## [Extracted text]
....

What is an RPC Node, and How Does it Work?

Blockchain technology has transformed the way we think about data storage and transfer. At its core, a blockchain is a decentralized network of nodes that communicate with each other to validate and record transactions on an immutable ledger.

At the heart of every blockchain's functionality is the ability to reliably interact, read, and write data. A critical component that enables this communication between nodes is RPC (Remote Procedure Call) nodes. In simple terms, RPC nodes act as messengers facilitating requests and responses between nodes on a blockchain network. They allow applications and services built on blockchains to read chain data and submit transactions.

Despite their essential role as intermediaries for blockchain data transactions, RPC nodes often remain poorly understood behind the scenes. This article aims to shed light on these unsung heroes powering blockchain interoperability and data accessibility. It will provide a comprehensive overview of RPC nodes, dissecting their anatomy, functionality, limitations, challenges, and real-world significance. The goal is to provide a comprehensive overview of RPC nodes and how they enable various interactions within blockchain networks.

Understanding Blockchain Nodes

A node is a fundamental component of blockchain networks that stores a copy of the blockchain ledger and helps maintain the network. Nodes are responsible for validating, broadcasting, and relaying transactions across the network. Different types of nodes serve various functions:

Full nodes

Full nodes store a complete copy of the blockchain ledger and verify all transactions and blocks on the network. They have significant storage capacity and bandwidth to operate. Full nodes independently validate all transactions and blocks, acting as a source of truth for the network.

Light nodes

Light nodes store a partial copy of the blockchain and rely on full nodes to verify transactions and blocks. They have lower hardware requirements than full nodes but cannot independently validate the entire blockchain state.

Archival nodes

Archival nodes are enhanced full nodes that, in addition to the entire blockchain ledger, maintain a complete archive of historical blockchain data, including old unused accounts, spent transactions, and other metadata. Archival nodes allow users to query detailed historical data.

Mining nodes

Group and validate transactions into blocks and add them to the blockchain. They also produce new cryptocurrency through mining.

Master nodes

Master nodes provide special functions like increased privacy and instant transactions. They require a collateral stake to operate.

The decentralized nature of blockchain stems from this peer-to-peer network of nodes. Instead of a central server, the nodes collectively power the network by contributing computing resources. Each node stores a copy of the ledger and participates in transaction validation and block creation, eliminating the need for centralized control.

....

## [Provided records]
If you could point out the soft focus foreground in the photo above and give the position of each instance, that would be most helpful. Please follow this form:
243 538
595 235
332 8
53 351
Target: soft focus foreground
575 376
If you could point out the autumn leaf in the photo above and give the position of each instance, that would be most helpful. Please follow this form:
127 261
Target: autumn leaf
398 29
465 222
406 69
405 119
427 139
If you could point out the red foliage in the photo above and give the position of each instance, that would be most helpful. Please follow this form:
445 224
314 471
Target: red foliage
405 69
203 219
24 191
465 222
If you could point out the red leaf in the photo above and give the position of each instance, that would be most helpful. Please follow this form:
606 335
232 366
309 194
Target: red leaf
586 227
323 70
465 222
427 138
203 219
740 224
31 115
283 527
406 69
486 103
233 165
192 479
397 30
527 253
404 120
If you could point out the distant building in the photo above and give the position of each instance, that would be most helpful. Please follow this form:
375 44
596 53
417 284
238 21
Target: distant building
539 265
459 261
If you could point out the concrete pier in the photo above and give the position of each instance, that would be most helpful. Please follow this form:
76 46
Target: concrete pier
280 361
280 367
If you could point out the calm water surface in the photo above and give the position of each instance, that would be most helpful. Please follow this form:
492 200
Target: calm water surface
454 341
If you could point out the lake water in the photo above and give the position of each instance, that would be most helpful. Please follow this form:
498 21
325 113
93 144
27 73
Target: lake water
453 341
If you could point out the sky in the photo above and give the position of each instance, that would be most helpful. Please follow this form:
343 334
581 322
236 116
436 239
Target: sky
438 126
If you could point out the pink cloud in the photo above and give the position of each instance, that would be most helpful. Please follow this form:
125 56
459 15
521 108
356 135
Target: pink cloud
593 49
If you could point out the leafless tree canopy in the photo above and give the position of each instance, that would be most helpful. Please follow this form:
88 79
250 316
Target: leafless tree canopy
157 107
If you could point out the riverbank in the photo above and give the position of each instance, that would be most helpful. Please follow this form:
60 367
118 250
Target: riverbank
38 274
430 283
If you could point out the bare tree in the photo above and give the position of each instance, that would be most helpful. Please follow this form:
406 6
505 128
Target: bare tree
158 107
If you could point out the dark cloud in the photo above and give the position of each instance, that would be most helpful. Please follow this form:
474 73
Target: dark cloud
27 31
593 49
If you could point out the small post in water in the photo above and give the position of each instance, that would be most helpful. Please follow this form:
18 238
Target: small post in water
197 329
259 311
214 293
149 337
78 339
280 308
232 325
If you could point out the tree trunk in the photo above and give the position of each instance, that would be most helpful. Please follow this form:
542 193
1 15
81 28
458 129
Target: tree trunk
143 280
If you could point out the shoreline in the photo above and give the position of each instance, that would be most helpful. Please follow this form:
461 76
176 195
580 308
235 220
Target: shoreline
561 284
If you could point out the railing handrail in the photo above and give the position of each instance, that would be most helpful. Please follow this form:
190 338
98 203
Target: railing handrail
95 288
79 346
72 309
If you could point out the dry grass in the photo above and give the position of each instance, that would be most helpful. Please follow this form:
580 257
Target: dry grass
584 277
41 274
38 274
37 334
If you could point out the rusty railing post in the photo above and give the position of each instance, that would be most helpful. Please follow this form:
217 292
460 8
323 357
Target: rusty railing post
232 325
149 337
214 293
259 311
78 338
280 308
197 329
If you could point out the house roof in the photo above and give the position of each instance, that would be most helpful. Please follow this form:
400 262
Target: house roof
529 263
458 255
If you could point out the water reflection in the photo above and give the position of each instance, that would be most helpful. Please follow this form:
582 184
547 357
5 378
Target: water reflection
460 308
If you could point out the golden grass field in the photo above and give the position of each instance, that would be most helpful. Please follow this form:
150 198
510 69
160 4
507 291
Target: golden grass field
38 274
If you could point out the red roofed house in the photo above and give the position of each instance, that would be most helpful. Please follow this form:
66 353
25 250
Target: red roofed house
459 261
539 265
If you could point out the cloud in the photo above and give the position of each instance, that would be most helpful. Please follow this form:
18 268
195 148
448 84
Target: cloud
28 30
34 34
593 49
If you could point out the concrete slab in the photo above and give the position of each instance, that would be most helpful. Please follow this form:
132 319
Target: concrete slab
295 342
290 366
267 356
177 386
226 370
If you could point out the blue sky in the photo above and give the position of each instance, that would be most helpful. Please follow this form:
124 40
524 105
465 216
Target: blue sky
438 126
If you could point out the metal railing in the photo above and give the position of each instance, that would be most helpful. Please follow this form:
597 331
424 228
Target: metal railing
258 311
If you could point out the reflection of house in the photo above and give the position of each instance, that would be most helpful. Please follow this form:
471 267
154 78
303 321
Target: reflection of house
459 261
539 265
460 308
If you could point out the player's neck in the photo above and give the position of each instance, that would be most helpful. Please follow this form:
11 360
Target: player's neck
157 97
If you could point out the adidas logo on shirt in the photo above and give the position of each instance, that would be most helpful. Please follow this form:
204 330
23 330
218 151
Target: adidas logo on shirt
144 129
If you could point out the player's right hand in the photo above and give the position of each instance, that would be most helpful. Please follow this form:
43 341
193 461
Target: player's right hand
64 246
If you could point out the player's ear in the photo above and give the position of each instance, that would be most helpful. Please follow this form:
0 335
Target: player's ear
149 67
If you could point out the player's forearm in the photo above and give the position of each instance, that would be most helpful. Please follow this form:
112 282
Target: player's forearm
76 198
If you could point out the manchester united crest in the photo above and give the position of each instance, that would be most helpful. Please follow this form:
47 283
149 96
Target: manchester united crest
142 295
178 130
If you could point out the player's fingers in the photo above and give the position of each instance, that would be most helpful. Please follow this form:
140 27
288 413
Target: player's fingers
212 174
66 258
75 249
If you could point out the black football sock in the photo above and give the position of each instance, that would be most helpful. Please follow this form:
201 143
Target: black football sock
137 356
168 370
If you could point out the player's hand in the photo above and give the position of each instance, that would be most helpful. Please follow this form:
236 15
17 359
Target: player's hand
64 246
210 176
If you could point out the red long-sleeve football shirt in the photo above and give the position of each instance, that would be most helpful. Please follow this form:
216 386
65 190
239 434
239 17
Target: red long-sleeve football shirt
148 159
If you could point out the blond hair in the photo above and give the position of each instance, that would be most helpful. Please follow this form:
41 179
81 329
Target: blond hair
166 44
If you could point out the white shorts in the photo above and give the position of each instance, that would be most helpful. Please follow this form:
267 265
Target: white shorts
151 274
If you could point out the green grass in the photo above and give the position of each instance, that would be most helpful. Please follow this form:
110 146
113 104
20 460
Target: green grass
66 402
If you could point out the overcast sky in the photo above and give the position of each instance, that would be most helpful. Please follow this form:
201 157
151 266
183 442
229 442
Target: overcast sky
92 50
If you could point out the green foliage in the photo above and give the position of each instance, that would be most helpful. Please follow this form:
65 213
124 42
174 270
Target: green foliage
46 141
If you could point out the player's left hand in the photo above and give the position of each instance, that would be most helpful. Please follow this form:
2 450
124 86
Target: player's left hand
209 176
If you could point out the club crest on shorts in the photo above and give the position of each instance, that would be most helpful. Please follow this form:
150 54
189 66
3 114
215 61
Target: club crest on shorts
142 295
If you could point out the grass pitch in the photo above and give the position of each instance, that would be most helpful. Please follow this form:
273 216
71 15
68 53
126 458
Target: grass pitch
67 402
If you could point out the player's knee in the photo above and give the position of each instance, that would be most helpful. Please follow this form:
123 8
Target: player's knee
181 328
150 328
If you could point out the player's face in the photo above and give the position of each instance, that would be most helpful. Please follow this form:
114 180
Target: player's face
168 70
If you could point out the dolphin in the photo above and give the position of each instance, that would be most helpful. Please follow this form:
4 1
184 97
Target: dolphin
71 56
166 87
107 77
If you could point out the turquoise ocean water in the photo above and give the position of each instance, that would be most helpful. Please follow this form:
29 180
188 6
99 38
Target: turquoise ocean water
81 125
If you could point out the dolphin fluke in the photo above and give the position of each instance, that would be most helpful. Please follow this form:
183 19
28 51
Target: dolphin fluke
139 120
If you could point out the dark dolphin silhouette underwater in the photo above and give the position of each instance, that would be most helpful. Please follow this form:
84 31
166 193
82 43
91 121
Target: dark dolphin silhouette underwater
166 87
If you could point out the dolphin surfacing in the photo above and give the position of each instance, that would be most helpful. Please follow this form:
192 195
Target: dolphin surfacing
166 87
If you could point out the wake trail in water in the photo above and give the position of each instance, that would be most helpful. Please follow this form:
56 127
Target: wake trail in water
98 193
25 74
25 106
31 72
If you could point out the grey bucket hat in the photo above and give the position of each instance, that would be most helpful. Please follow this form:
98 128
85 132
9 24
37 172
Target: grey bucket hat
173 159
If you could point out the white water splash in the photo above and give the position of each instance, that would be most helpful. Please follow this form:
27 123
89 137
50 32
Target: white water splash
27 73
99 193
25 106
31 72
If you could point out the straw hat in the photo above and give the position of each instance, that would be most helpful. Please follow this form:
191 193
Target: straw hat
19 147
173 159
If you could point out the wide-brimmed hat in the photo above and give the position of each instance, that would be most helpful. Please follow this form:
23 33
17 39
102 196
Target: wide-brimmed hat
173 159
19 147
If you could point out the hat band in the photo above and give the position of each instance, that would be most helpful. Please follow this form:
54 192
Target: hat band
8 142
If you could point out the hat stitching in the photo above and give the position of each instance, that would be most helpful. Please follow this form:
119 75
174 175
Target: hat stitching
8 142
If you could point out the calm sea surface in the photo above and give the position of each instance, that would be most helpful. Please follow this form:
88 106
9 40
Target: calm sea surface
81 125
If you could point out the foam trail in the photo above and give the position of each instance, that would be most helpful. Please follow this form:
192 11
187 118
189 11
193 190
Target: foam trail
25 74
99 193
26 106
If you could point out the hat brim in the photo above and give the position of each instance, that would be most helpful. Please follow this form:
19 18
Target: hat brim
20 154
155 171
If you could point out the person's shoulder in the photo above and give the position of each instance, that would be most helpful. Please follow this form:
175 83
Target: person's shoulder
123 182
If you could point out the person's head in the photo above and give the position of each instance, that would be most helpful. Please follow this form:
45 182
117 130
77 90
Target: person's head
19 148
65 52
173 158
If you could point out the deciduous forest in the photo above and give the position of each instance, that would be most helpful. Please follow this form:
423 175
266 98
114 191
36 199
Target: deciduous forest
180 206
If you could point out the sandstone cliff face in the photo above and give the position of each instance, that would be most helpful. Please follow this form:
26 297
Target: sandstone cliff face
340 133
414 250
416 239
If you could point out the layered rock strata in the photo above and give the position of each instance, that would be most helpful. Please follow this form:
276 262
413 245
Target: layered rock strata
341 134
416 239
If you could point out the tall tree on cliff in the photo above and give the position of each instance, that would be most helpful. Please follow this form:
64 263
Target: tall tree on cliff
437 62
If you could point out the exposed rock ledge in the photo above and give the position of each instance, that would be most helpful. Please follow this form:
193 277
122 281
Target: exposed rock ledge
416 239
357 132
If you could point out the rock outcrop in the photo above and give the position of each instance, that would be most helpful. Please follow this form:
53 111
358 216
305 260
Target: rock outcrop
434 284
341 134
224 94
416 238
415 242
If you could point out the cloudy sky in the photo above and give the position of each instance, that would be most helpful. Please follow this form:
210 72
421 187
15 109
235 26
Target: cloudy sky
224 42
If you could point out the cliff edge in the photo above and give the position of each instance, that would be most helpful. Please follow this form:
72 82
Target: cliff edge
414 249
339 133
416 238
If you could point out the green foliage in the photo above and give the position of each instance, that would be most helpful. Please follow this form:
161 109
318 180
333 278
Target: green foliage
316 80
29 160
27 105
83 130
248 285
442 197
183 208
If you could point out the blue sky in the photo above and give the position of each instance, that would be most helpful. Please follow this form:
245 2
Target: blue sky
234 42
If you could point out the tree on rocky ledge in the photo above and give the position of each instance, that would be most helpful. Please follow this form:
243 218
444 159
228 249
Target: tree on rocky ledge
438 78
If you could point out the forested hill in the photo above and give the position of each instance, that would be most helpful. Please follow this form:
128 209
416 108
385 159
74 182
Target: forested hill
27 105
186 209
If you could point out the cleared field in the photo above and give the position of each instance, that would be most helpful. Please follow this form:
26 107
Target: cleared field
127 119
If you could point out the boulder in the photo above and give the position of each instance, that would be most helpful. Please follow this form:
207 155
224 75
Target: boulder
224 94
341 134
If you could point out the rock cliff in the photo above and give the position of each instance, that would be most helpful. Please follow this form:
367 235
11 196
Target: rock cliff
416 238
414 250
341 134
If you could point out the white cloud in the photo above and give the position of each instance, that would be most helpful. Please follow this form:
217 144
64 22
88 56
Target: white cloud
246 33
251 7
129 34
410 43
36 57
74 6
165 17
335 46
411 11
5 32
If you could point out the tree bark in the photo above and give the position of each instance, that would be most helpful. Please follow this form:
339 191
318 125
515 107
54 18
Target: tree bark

....

## [Task to carry out]
Write the next part of the article on RPC nodes, starting right after its final sentence. The lines are separate from the article on RPC nodes.

## [Output of the exercise]
The distributed consensus mechanisms ensure all nodes stay in sync while updating the blockchain ledger. New blocks propagate through the network as each node communicates with peers, enabling the blockchain's resilience and security without centralized servers.

What Makes Remote Procedure Call (RPC) Nodes Unique?

RPC nodes play a unique and crucial role in blockchain networks. Unlike full nodes, which store and validate the entire blockchain, or light nodes, which only store block headers, RPC nodes act as a bridge between a blockchain and applications external to the network.

RPC refers to a protocol allowing a program on one computer to execute a program or function on another. The requesting program is called the client, while the computer running the requested program is called the server.

The core purpose of an RPC node is to facilitate read and write operations on the blockchain by exposing an API for applications to interact with. This function allows external programs to query data from the blockchain and submit transactions without running a full node themselves.

RPC nodes enable applications to retrieve information like account balances, smart contract data, transaction details, and more through API calls. Developers can leverage RPC nodes to build decentralized applications that can read blockchain data without running an entire node.

Defining RPC

RPC is a protocol that allows a computer program to execute code or procedures on another computer over a network. With RPC as a local function, a client program can call methods or procedures on a server program. The underlying network communication details are abstracted away.

RPC works by the client sending a request message to the server, which then processes the request and returns a response. This allows for seamless integration between the client and server applications. The client is unaware of the specifics of network communication.

The JSON-RPC protocol is commonly used for blockchain applications to enable RPC calls over the web. JSON-RPC allows remote procedure calls to be encoded in JSON format for transmission over HTTP, providing a simple yet robust mechanism for external applications to interact with the blockchain network.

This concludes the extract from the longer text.